***** Reading passage

The majority of games I have on my android have virtual buttons and virtual
sticks, some are ports of older console games, like Max Payne, GTA 3 and sonic
CD, some are those gameloft action games and some others are action games from
EA and madfinger. I even use my PS3 controller and my device plugged on the tv
to play better some of those games.

------
radley
I know it's very possible for it to be made because $99 Android TV devices
already exist including the new Google TVs and the tiny Android Mini PC. (I'm
also a huge proponent of Android becoming the OS for everything: device,
desktop, TV, cars, & appliances.)

Ouya is the 2nd $99 Android "TV device" I've seen pop up on Kickstarter. The
first project was essentially a Mini PC re-branded for Americans (so I passed
on it).

Ouya has two hurdles:

1) repackaging it in a new container and tossing in a controller all for the
same price. Possible? Sure.

2) Android is such a fast moving platform that their device could be
outdated/outclassed by the time they finish shipping. If Google had a clue,
they'd repackage the Google TV as a gaming station before Xmas.

**********
***** Data for the task

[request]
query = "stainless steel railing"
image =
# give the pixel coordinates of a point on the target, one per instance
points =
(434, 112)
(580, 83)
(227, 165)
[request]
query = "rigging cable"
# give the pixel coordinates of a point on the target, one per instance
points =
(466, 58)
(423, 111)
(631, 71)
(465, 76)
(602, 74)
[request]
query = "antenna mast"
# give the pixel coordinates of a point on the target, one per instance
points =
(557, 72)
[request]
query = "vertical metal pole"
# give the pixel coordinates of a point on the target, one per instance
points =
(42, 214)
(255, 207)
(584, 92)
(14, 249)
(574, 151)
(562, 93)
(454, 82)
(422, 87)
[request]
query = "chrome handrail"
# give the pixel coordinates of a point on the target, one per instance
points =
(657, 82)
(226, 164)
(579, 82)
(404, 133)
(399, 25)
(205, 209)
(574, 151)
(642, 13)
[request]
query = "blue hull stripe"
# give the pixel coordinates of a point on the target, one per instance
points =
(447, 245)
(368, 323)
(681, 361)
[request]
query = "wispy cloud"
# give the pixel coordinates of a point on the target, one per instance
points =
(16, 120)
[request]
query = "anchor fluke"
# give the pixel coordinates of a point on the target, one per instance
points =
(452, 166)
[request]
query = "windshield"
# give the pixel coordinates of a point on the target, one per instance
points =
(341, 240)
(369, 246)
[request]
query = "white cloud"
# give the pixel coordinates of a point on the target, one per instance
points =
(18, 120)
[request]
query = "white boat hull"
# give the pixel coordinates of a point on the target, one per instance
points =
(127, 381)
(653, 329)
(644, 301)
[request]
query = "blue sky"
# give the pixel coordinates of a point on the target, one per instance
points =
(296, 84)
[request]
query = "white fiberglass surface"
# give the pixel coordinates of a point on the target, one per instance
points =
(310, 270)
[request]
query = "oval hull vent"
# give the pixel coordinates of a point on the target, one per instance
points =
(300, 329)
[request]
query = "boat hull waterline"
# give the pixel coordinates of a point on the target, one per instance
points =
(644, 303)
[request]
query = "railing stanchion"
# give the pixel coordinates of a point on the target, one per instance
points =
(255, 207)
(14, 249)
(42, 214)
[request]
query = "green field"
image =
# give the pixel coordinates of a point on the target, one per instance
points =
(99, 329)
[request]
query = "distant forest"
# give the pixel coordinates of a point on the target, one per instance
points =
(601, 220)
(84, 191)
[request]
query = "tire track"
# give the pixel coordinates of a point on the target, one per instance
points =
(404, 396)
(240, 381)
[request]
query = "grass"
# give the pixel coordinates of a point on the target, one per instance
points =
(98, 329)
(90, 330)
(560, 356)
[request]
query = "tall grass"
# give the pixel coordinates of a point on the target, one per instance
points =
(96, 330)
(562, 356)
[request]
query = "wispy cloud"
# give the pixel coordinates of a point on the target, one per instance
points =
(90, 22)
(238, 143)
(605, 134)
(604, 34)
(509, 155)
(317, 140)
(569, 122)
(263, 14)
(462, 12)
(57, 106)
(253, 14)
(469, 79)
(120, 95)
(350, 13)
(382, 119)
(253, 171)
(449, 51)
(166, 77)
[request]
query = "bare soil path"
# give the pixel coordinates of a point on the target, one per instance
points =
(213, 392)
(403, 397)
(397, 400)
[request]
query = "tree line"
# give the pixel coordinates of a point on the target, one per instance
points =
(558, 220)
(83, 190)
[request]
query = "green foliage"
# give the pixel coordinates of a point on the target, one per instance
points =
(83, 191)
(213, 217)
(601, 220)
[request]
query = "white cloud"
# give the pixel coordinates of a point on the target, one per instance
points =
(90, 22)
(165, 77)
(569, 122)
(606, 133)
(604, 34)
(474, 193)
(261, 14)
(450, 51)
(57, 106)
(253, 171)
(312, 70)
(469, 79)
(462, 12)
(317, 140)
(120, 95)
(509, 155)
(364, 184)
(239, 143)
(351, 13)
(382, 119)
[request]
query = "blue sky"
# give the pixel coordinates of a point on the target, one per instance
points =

**********

Problems to work on
- A) In the forum thread, what controller does one poster use for playing games with the device plugged into the TV?
- B) How many lines in the records contain the string "hull"? Case counts, and reply with the number only.

Per-task outputs
- A) A PS3 controller.

- B) 4